GIVEN INSTRUCTION
All material below is to be reproduced exactly.

[Labeled area outline entries]

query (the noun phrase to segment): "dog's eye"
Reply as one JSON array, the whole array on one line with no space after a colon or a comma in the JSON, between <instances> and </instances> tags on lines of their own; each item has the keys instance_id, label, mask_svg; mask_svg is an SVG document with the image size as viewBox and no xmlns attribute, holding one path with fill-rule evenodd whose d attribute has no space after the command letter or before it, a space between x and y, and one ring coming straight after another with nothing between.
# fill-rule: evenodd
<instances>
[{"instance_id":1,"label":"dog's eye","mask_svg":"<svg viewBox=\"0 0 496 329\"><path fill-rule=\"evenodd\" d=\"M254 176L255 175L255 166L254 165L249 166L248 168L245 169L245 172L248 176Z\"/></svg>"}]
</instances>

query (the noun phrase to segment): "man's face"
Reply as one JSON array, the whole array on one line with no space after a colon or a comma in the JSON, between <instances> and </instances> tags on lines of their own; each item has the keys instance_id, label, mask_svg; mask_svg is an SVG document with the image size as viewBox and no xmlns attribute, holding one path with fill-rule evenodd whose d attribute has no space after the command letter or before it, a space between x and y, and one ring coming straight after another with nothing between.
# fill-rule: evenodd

TASK OUTPUT
query (the noun phrase to segment): "dog's eye"
Reply as one JSON array, the whole array on one line with no space after a colon or a comma in the JSON, between <instances> and </instances> tags on lines of their own; each item has the keys instance_id, label, mask_svg; mask_svg is an SVG document with the image size as viewBox and no xmlns attribute, holding one path with fill-rule evenodd whose d attribute has no space after the command letter or before it, a space between x and y, and one ring coming straight after another with nothing between.
# fill-rule: evenodd
<instances>
[{"instance_id":1,"label":"dog's eye","mask_svg":"<svg viewBox=\"0 0 496 329\"><path fill-rule=\"evenodd\" d=\"M254 176L255 175L255 166L254 165L249 166L248 168L245 169L245 172L248 176Z\"/></svg>"}]
</instances>

query (the noun phrase to segment): "man's face"
Reply as one JSON array, the whole array on one line with no space after a colon or a comma in the JSON, between <instances> and </instances> tags on lines of their own; each item has the keys instance_id, label, mask_svg; mask_svg is an SVG document with the image size as viewBox and no xmlns attribute, holding one path with fill-rule evenodd whose d attribute has no space after the command letter or before it, a space between x and y, and one ring coming straight after another with nothing between.
# fill-rule: evenodd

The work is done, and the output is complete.